▶ Text under study
-.-.-
The next day was the start of our 3 day organized trip to the Kakadu National Park.
Kakadu National Park is the largest national park in Australia, covering 20,000 square kilometers, and includes the traditional lands of a number of Aboriginal clan groups. It is jointly managed by traditional owners and the Australian Government and uniquely for Australia has been listed on the World Heritage List both for it’s natural beauty and cultural heritage. The name Kakadu comes from the Aboriginal floodplain language called Gagudju.
It’s a 250km drive from Darwin to Kakadu and our first stop on the way was Adelaide River where a boat was waiting for us to take us on a cruise of the crocodile infested river. There are 2 species of crocodiles that inhabit this area: a freshwater crocodile, which is quite timid and will only attack if provoked and the estuarine (saltwater) crocodile which can be found in both fresh and salt water and is very aggressive.
The period from October to March is the wet season in Kakadu and many of the areas and access roads are flooded and sometimes inaccessible even with a 4WD. Luckily the water level on the access road to Ubirr was only 0.8 m and we were able to get through.
-.-.-
[Data items]
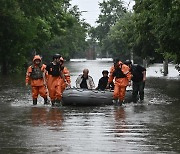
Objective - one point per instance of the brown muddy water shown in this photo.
(151, 127)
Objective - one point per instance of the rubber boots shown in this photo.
(34, 101)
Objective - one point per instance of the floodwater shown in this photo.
(151, 127)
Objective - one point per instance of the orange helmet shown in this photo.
(36, 57)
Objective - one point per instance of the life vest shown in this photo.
(36, 72)
(118, 73)
(54, 70)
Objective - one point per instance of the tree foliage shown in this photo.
(29, 25)
(111, 12)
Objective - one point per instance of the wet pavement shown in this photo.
(150, 127)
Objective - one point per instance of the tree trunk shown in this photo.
(4, 67)
(165, 67)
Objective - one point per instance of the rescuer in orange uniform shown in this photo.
(65, 79)
(122, 75)
(36, 77)
(54, 79)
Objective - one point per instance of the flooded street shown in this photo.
(151, 127)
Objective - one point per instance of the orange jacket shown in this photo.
(38, 82)
(66, 75)
(121, 81)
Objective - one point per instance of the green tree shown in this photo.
(111, 12)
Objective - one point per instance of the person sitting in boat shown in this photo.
(85, 81)
(103, 81)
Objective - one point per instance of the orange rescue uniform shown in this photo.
(65, 80)
(38, 85)
(120, 82)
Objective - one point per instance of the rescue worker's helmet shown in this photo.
(115, 61)
(105, 72)
(36, 57)
(128, 62)
(55, 56)
(61, 59)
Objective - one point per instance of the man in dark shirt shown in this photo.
(138, 78)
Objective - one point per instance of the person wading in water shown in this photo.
(35, 76)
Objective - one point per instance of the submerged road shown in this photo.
(151, 127)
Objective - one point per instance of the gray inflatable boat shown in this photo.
(75, 96)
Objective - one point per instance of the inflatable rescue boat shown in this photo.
(75, 96)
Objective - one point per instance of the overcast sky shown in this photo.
(92, 8)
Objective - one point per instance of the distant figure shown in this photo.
(85, 81)
(138, 78)
(65, 77)
(54, 79)
(103, 81)
(35, 76)
(122, 75)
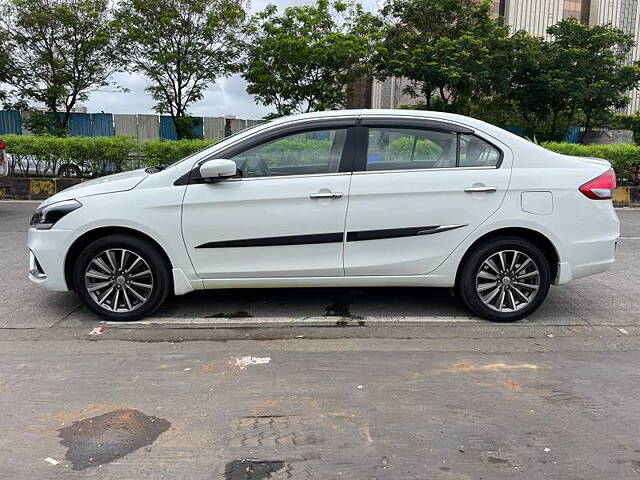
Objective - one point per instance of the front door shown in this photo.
(284, 217)
(418, 194)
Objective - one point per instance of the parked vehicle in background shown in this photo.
(347, 198)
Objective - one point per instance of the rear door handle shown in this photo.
(483, 189)
(326, 195)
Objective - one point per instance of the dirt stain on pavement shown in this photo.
(492, 367)
(238, 314)
(252, 469)
(513, 385)
(98, 440)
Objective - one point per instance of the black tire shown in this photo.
(466, 287)
(149, 253)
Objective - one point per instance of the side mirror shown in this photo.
(218, 169)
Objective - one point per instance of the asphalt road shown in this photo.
(612, 298)
(326, 384)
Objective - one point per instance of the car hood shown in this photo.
(118, 182)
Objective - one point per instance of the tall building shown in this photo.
(535, 16)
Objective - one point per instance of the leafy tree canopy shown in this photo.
(444, 47)
(181, 47)
(305, 58)
(58, 51)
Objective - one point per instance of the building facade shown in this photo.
(535, 16)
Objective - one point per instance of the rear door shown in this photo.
(420, 187)
(285, 216)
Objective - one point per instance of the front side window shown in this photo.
(402, 148)
(304, 153)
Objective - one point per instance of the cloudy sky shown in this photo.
(227, 96)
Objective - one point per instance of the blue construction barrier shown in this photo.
(168, 129)
(10, 122)
(102, 125)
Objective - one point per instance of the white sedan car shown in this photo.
(345, 198)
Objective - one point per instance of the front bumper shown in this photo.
(47, 252)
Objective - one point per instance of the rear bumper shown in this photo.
(47, 251)
(586, 258)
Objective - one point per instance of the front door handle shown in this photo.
(480, 189)
(326, 195)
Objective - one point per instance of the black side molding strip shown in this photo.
(399, 232)
(277, 241)
(331, 237)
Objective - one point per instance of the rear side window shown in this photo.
(393, 148)
(475, 152)
(401, 148)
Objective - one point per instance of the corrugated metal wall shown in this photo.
(213, 127)
(534, 16)
(126, 124)
(148, 127)
(102, 125)
(168, 129)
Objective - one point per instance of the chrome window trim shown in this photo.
(275, 177)
(443, 169)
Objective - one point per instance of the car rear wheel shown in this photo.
(504, 279)
(121, 277)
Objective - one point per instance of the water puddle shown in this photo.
(95, 441)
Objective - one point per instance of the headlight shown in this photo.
(45, 217)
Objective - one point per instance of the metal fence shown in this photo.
(138, 126)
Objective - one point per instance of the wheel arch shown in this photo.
(538, 239)
(86, 238)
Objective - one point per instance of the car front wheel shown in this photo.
(121, 277)
(504, 279)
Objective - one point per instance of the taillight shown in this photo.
(600, 188)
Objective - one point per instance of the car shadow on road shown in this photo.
(314, 302)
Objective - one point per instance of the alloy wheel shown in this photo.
(507, 281)
(119, 280)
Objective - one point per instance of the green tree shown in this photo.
(443, 46)
(591, 66)
(61, 51)
(305, 58)
(181, 47)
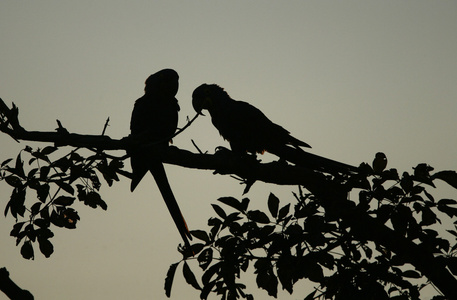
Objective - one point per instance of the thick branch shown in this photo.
(11, 289)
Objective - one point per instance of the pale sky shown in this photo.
(350, 78)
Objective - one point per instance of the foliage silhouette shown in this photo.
(323, 239)
(381, 242)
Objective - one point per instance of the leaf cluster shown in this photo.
(56, 185)
(316, 239)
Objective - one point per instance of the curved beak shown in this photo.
(199, 104)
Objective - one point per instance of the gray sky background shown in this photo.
(351, 78)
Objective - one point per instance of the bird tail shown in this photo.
(158, 172)
(305, 159)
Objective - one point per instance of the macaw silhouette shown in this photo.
(154, 120)
(247, 129)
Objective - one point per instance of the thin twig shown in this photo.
(106, 125)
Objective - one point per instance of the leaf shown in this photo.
(310, 296)
(66, 187)
(6, 162)
(258, 216)
(27, 250)
(266, 279)
(201, 235)
(44, 171)
(43, 192)
(35, 209)
(443, 207)
(16, 229)
(64, 200)
(46, 247)
(273, 205)
(14, 181)
(169, 279)
(450, 177)
(219, 211)
(283, 211)
(48, 150)
(232, 202)
(205, 258)
(244, 204)
(447, 202)
(19, 168)
(411, 274)
(190, 277)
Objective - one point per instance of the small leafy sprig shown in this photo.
(56, 184)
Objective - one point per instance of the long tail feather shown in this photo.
(157, 170)
(312, 161)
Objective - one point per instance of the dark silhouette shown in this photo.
(155, 119)
(248, 130)
(11, 289)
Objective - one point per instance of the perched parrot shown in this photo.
(154, 120)
(247, 129)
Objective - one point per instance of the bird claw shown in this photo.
(221, 149)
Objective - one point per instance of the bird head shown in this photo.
(163, 83)
(206, 96)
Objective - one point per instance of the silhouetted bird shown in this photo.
(155, 119)
(247, 129)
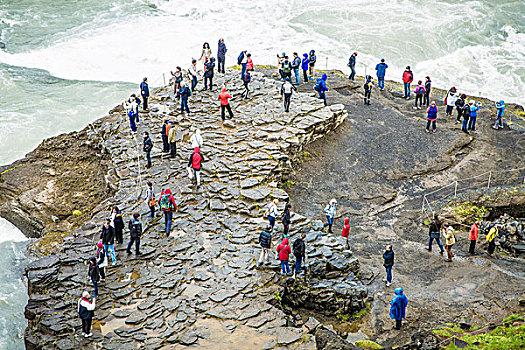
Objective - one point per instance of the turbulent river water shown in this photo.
(65, 63)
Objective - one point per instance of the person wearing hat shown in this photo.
(330, 214)
(85, 307)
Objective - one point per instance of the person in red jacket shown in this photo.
(408, 77)
(225, 104)
(194, 166)
(473, 236)
(284, 251)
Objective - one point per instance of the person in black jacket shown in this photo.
(388, 257)
(135, 232)
(108, 238)
(265, 241)
(299, 250)
(94, 274)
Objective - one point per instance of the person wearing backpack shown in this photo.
(108, 238)
(265, 241)
(168, 206)
(284, 251)
(225, 104)
(312, 58)
(408, 77)
(144, 92)
(351, 64)
(195, 165)
(85, 307)
(381, 72)
(299, 251)
(147, 147)
(135, 232)
(286, 91)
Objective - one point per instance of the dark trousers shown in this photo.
(287, 99)
(223, 113)
(86, 325)
(137, 244)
-.-.-
▶ Task instructions
(1) In the Kakadu trip text, what area does Kakadu National Park cover?
(2) Transcribe the part of the Kakadu trip text that begins with the words containing "Kakadu National Park is" and ends with "is very aggressive.".
(3) According to the Kakadu trip text, how was the group able to reach Ubirr during the wet season?

▶ Answers given
(1) 20,000 square kilometers.

(2)
Kakadu National Park is the largest national park in Australia, covering 20,000 square kilometers, and includes the traditional lands of a number of Aboriginal clan groups. It is jointly managed by traditional owners and the Australian Government and uniquely for Australia has been listed on the World Heritage List both for it’s natural beauty and cultural heritage. The name Kakadu comes from the Aboriginal floodplain language called Gagudju.
It’s a 250km drive from Darwin to Kakadu and our first stop on the way was Adelaide River where a boat was waiting for us to take us on a cruise of the crocodile infested river. There are 2 species of crocodiles that inhabit this area: a freshwater crocodile, which is quite timid and will only attack if provoked and the estuarine (saltwater) crocodile which can be found in both fresh and salt water and is very aggressive.

(3) From October to March many areas and access roads in Kakadu are flooded and sometimes can't be reached even with a 4WD. The water on the access road to Ubirr was only 0.8 m deep, so the group could get through.